- DATA SECTION -
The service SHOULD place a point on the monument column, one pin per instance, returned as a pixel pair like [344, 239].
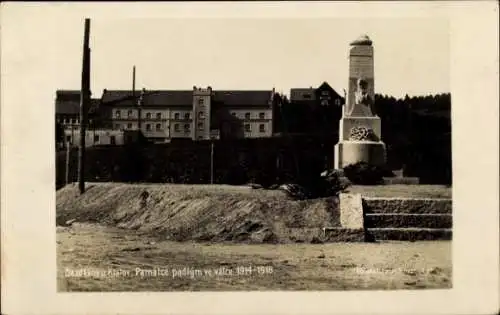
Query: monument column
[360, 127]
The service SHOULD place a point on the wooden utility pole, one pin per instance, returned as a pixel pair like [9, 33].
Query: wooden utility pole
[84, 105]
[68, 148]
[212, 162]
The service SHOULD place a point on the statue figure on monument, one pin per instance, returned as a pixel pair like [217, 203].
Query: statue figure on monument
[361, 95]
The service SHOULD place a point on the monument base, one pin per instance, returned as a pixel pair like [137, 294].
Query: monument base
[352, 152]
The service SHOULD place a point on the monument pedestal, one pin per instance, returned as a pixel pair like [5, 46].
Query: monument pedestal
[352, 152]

...

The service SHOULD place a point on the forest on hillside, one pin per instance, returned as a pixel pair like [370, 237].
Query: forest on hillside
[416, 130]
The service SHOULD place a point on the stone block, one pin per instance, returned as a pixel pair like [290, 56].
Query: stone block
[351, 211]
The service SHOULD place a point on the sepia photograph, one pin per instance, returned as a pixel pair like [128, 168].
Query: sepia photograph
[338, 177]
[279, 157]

---

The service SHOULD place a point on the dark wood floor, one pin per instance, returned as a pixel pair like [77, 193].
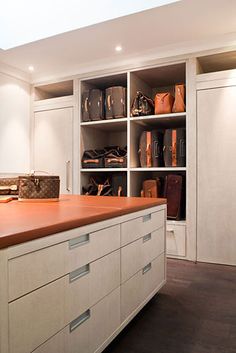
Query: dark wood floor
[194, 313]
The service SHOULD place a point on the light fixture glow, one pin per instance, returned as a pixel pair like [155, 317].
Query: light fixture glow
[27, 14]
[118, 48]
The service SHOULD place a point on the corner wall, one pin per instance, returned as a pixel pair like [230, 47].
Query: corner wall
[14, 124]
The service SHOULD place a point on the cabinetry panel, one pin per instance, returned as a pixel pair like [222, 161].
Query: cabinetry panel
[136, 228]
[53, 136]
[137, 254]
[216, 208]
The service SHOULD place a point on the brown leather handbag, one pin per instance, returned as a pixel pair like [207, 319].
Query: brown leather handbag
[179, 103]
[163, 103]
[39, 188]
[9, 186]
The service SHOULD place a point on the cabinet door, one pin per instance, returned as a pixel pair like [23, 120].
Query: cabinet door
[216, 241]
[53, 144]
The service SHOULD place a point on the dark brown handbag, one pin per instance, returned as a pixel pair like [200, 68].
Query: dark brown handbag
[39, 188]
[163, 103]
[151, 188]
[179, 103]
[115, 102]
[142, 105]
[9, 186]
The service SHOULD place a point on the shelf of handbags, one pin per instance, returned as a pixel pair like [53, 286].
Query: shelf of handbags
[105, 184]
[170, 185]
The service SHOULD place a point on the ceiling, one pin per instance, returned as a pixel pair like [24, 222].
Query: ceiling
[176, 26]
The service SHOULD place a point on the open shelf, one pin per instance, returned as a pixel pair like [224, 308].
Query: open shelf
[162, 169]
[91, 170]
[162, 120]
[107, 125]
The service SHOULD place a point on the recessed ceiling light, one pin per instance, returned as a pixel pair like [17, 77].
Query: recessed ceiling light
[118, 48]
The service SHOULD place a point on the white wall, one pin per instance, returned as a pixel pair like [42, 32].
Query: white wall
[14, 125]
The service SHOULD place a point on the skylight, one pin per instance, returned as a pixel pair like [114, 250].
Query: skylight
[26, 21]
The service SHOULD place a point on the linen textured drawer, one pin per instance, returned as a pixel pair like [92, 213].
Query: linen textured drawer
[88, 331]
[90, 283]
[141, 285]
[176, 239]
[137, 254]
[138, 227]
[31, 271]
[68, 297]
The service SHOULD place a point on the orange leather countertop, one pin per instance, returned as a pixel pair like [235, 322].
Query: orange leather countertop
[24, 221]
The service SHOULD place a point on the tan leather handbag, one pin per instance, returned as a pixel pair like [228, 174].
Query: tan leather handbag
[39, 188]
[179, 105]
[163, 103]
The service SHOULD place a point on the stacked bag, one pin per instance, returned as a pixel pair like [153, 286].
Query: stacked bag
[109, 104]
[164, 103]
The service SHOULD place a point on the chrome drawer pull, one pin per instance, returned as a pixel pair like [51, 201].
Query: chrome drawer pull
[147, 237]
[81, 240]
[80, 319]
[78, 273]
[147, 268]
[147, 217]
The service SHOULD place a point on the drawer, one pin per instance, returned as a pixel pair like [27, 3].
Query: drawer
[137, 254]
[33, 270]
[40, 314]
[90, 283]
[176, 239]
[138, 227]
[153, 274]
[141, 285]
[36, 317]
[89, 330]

- REQUEST -
Show each line above that contains the word "open". Case counts.

- CORRECT RESPONSE -
The service SHOULD place a point on the open shelf, one pin per instance, returned as a pixel pair like [224, 308].
Query: open shelf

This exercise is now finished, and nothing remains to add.